(Testo dell'esercizio)
__________________________________________________
Berlusconi: saro' a Washington da Obama


dell'inviato Federico Garimberti

PRAGA - Alla fine la bilaterale fra Silvio Berlusconi e Barack Obama ci sarà. A Washington, probabilmente prima del summit della Maddalena. Un invito, quello del presidente degli Stati Uniti, che arriva al termine del vertice Ue-Usa di Praga, ultimo di una serie di incontri internazionali a margine dei quali Obama ha parlato con tutti i leader del G8 che non aveva ancora avuto modo di conoscere. Ed anche qualcuno che non fa parte del circuito degli 8 grandi, come il greco Costas Karamanlis o lo spagnolo José Luis Zapatero. Una lunga lista (che comprende i leader di Polonia, Repubblica Ceca, India, Cina) nella quale non figura fino ad ora l'Italia.

In conferenza stampa, il presidente del Consiglio non sembra essere molto ansioso di dare la notizia dell'imminente incontro. Della visita parla solo alla fine e solo per rispondere all'ennesima domanda sul tema. "Il presidente Obama - dice - mi ha invitato a Washington". Poi, su insistenza dei cronisti che gli chiedono la data, aggiunge: "Ma ci siamo parlati un mare di volte in questi giorni... Credo comunque, anche se dobbiamo scegliere la data, che sarà prossimamente". D'altronde, precisa, "c'é una consonanza tale di vedute che sarà solo una visita di cortesia, come presidente del G8 in preparazione del summit".
__________________________________________________
(Cosa si chiede)
A – Secondo l'articolo, dove si terrà l'incontro bilaterale fra Berlusconi e Obama?
B – Riscrivi il tratto dell'articolo da "dell'inviato Federico Garimberti" a "ad ora l'Italia.", cambiando "summit" in "vertice".
Il materiale proviene da un'altra fonte.

(Dati in ingresso)
__________________________________________________
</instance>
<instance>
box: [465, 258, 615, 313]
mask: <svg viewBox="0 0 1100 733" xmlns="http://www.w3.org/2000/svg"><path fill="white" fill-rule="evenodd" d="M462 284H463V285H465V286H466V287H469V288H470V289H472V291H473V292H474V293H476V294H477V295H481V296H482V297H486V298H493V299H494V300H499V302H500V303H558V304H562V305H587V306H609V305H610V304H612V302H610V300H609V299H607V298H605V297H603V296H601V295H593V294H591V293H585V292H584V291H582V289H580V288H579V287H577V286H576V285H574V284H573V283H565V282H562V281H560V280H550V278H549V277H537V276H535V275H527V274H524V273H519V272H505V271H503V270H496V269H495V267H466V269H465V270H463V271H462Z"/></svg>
__________________________________________________
(Risposte per compito)
A – A Washington, probabilmente prima del summit della Maddalena.

B –
dell'inviato Federico Garimberti

PRAGA - Alla fine la bilaterale fra Silvio Berlusconi e Barack Obama ci sarà. A Washington, probabilmente prima del vertice della Maddalena. Un invito, quello del presidente degli Stati Uniti, che arriva al termine del vertice Ue-Usa di Praga, ultimo di una serie di incontri internazionali a margine dei quali Obama ha parlato con tutti i leader del G8 che non aveva ancora avuto modo di conoscere. Ed anche qualcuno che non fa parte del circuito degli 8 grandi, come il greco Costas Karamanlis o lo spagnolo José Luis Zapatero. Una lunga lista (che comprende i leader di Polonia, Repubblica Ceca, India, Cina) nella quale non figura fino ad ora l'Italia.